◆ What the task requires
All entries below are to be retyped in full, precisely as they appear.
Material provided below:
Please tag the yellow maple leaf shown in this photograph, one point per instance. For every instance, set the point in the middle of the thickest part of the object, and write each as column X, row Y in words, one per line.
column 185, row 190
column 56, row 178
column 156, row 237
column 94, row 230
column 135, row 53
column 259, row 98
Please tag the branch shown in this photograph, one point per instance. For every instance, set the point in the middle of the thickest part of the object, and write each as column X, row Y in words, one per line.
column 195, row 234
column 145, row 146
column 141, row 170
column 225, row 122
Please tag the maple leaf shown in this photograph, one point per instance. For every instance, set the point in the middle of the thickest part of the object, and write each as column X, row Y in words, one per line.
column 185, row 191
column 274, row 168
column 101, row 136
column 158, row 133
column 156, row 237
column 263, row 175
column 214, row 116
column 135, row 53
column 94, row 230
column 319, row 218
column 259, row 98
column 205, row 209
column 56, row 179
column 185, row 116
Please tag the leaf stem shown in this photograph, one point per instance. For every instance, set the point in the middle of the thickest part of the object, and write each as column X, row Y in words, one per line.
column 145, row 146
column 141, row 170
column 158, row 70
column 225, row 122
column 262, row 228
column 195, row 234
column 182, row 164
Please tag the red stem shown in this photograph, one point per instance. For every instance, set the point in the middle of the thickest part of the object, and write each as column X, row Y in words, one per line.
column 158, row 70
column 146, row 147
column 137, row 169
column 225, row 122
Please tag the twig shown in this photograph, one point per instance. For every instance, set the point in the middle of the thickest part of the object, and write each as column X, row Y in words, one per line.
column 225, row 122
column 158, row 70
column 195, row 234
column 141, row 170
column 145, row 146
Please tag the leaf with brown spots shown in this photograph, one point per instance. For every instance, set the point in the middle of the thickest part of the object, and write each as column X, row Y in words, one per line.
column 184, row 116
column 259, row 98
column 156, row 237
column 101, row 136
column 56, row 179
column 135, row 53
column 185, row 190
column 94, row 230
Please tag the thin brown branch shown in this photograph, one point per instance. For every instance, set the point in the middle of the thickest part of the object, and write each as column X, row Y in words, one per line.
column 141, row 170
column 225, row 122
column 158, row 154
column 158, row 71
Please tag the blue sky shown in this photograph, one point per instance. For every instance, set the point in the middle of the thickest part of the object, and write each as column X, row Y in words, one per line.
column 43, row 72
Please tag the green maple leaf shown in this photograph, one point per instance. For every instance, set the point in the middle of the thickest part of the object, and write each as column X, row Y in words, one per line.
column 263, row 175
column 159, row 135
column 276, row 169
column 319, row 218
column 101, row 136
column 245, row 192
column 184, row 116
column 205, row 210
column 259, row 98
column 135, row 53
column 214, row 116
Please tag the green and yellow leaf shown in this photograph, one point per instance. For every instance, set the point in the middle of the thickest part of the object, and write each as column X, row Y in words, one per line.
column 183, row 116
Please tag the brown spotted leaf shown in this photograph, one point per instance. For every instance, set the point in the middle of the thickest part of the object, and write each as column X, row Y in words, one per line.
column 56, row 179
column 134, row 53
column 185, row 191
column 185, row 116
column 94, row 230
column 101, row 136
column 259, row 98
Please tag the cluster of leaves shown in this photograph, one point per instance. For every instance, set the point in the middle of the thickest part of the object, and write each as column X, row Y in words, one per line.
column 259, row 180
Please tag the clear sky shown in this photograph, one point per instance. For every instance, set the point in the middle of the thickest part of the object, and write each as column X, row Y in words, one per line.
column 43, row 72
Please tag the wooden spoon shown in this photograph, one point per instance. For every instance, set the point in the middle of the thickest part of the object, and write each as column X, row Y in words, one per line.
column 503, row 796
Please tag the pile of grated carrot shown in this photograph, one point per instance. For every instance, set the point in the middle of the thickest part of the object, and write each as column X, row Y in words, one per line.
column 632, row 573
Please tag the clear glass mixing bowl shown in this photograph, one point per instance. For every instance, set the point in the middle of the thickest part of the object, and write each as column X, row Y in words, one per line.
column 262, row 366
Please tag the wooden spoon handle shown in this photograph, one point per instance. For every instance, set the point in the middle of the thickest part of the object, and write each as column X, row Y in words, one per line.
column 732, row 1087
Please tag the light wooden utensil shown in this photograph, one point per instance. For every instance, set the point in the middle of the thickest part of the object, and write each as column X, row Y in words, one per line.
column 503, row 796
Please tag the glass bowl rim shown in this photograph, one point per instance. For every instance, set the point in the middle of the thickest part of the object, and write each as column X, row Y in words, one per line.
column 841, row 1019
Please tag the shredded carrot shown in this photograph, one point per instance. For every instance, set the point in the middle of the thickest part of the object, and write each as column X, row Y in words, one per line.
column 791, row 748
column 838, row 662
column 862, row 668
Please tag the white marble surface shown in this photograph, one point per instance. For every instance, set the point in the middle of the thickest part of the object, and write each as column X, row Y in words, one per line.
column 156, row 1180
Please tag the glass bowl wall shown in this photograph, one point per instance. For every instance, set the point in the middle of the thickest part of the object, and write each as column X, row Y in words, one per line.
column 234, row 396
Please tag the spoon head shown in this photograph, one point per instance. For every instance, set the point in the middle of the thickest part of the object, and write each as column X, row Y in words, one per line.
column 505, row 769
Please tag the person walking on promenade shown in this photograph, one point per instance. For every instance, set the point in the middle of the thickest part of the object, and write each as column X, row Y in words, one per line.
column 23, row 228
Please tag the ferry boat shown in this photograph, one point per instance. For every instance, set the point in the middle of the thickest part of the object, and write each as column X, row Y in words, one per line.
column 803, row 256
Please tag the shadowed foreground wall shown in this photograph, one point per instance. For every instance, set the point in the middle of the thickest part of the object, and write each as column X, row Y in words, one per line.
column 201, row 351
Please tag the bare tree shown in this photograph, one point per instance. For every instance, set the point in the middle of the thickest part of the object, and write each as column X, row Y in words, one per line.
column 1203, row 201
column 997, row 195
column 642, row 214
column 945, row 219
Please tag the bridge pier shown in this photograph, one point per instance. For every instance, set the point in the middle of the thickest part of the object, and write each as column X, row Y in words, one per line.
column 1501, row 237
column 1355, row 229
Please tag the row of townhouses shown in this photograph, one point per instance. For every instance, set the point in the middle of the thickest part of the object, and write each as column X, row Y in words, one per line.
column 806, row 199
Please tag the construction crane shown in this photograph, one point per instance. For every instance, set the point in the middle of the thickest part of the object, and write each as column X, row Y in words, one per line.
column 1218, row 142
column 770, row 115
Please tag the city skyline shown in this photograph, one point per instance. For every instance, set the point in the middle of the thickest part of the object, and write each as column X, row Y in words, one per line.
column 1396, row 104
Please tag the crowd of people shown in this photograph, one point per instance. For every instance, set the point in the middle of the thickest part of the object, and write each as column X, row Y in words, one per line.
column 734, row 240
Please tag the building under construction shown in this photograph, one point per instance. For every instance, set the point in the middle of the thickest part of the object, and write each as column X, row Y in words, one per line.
End of Material provided.
◆ Task result
Please tag the yellow maple leaf shown in this photograph, one point per instance. For every instance, set the point in the middle of the thickest part of the object, and write each as column X, row Y in words, one per line.
column 185, row 190
column 56, row 178
column 156, row 237
column 94, row 230
column 135, row 53
column 259, row 98
Please tag the branch shown in this photograph, one point per instance. For every instance, set the point in the middle of the thickest part of the object, and write each as column X, row Y in words, one per line.
column 195, row 234
column 145, row 146
column 141, row 170
column 225, row 122
Please tag the maple leaf shown in this photograph, one point per instance. For every instance, set the point in the middle of the thickest part of the object, and write each as column X, row Y in words, one per line.
column 185, row 191
column 274, row 168
column 101, row 136
column 158, row 133
column 156, row 237
column 263, row 175
column 214, row 116
column 135, row 53
column 94, row 230
column 319, row 218
column 259, row 98
column 205, row 209
column 56, row 179
column 185, row 116
Please tag the leaf stem shown in this photograph, one point per instance. For every instance, set the point in the middle of the thickest part of the object, and write each as column X, row Y in words, one per line.
column 145, row 146
column 141, row 170
column 158, row 70
column 225, row 122
column 262, row 228
column 195, row 234
column 182, row 164
Please tag the red stem shown in this photograph, one point per instance. For every instance, set the point in the middle of the thickest part of the object, and write each as column X, row Y in words, one per line.
column 158, row 70
column 146, row 147
column 137, row 169
column 225, row 122
Please tag the twig shown in this photograph, one point per instance. For every instance, set the point in the middle of the thickest part of the object, and write each as column X, row Y in words, one per line.
column 225, row 122
column 158, row 70
column 195, row 234
column 141, row 170
column 145, row 146
Please tag the leaf with brown spots shown in this photograph, one point per instance. For every instance, set the point in the middle of the thickest part of the object, and write each as column X, row Y in words, one per line.
column 184, row 116
column 259, row 98
column 156, row 237
column 101, row 136
column 56, row 179
column 135, row 53
column 185, row 190
column 94, row 230
Please tag the thin brown branch shown in this photograph, one point per instance. For every instance, set the point in the middle of the thickest part of the object, and write each as column X, row Y in words, one per line.
column 141, row 170
column 225, row 122
column 158, row 154
column 158, row 71
Please tag the blue sky shown in this photograph, one point per instance. For every instance, set the point in the middle of the thickest part of the object, and write each as column X, row Y in words, one per line.
column 43, row 72
Please tag the green maple leaf shown in this photograph, one point per instance. For every instance, set the point in the middle of the thickest part of the object, and write each as column X, row Y in words, one per line.
column 263, row 175
column 159, row 135
column 276, row 169
column 319, row 218
column 101, row 136
column 245, row 192
column 184, row 116
column 205, row 210
column 259, row 98
column 135, row 53
column 214, row 116
Please tag the green and yellow leaf shown in this photograph, one point per instance. For every instance, set the point in the middle of the thickest part of the object, and write each as column X, row Y in words, one per line.
column 183, row 116
Please tag the brown spotted leaf shown in this photograph, one point per instance. For every instance, set the point in the middle of the thickest part of the object, and write each as column X, row Y in words, one per line.
column 56, row 179
column 134, row 53
column 185, row 191
column 185, row 116
column 94, row 230
column 101, row 136
column 259, row 98
Please tag the cluster of leaves shown in this photograph, one point per instance. For every instance, set the point in the middle of the thickest part of the object, and write each as column X, row Y in words, one per line.
column 259, row 180
Please tag the clear sky shown in this photograph, one point per instance. For every instance, set the point in the middle of the thickest part of the object, and write each as column X, row Y in words, one per line.
column 43, row 72
Please tag the wooden spoon shown in this photograph, one point per instance. For every instance, set the point in the middle of the thickest part of the object, and write each as column X, row Y in words, one per line.
column 503, row 796
Please tag the pile of grated carrot shown in this photograph, one point per instance. For every instance, set the point in the middle of the thickest part of the object, and write each as column X, row Y in words, one per line.
column 632, row 573
Please tag the clear glass mixing bowl shown in this photograph, one point per instance. For every instance, set the point in the middle of the thickest part of the object, and write each as column X, row Y in words, one per line.
column 262, row 366
Please tag the wooden spoon handle shown in this photograph, one point per instance. For every instance, set the point in the middle of the thickest part of the object, and write each as column X, row Y in words, one per line.
column 732, row 1087
Please tag the light wooden utensil shown in this photograph, one point per instance. For every instance, set the point in the middle of the thickest part of the object, and write each as column X, row Y in words, one per line.
column 503, row 796
Please tag the glass bowl rim shown in this photograph, one point per instance. For every instance, set the point in the middle of the thickest part of the object, and write each as column X, row Y in words, one per line.
column 841, row 1019
Please tag the shredded carrot shown in this photograph, one point per instance. For every instance, set the point in the middle of the thickest part of the object, and write each as column X, row Y in words, one per line.
column 791, row 748
column 838, row 662
column 862, row 668
Please tag the white marble surface shown in this photograph, one point per instance. For every instance, set the point in the middle of the thickest part of the object, and write each as column X, row Y in words, one per line.
column 156, row 1180
Please tag the glass bowl wall shown in this photograph, one point per instance. For every instance, set the point in the middle of the thickest part of the object, and write each as column X, row Y in words, one per line.
column 234, row 396
Please tag the spoon head shown in this photograph, one point per instance. For every instance, set the point in the middle of the thickest part of the object, and write each as column X, row Y in words, one per line.
column 505, row 769
Please tag the person walking on promenade shown in this photograph, one point per instance. For every instance, set the point in the middle of the thickest part of the object, and write each as column X, row Y in words, one per line.
column 23, row 228
Please tag the ferry boat shown in this photograph, one point per instance. For every instance, set the point in the middle of the thickest part of the object, and write each as column X, row Y in words, one per line.
column 803, row 256
Please tag the shadowed foreground wall shown in this photograph, one point per instance. For every instance, set the point in the middle of the thickest part of the object, and write each as column X, row Y in words, one per line.
column 201, row 351
Please tag the bare tree shown in this photograph, one point per instance. For every instance, set the point in the middle of the thickest part of the object, and write each as column X, row Y in words, one per line.
column 1203, row 201
column 997, row 195
column 642, row 214
column 945, row 219
Please tag the bridge pier shown in this photograph, one point per instance. For every instance, set the point in the middle of the thickest part of the object, and write each as column X, row Y in words, one per line.
column 1501, row 237
column 1355, row 229
Please tag the row of townhouses shown in this photograph, one point per instance. For every instance, set the point in the middle of the thickest part of the object, and write each as column X, row Y in words, one per line.
column 806, row 199
Please tag the construction crane shown in this photograph, one point per instance. For every instance, set the point in the middle of the thickest part of the object, and write each as column X, row Y in words, one per line.
column 1218, row 142
column 770, row 115
Please tag the city skyline shown in this photograph, one point per instance. For every instance, set the point in the middle of the thickest part of the object, and write each as column X, row Y in words, one per line.
column 1396, row 104
Please tag the crowd of people shown in this photograph, one point per instance. For every instance, set the point in the middle of the thickest part of the object, and write each as column X, row Y in words, one per line.
column 734, row 240
Please tag the building under construction shown in this photograph, one point per instance. For every instance, set the point in the middle of the thickest part of the object, and write each as column X, row Y in words, one per line.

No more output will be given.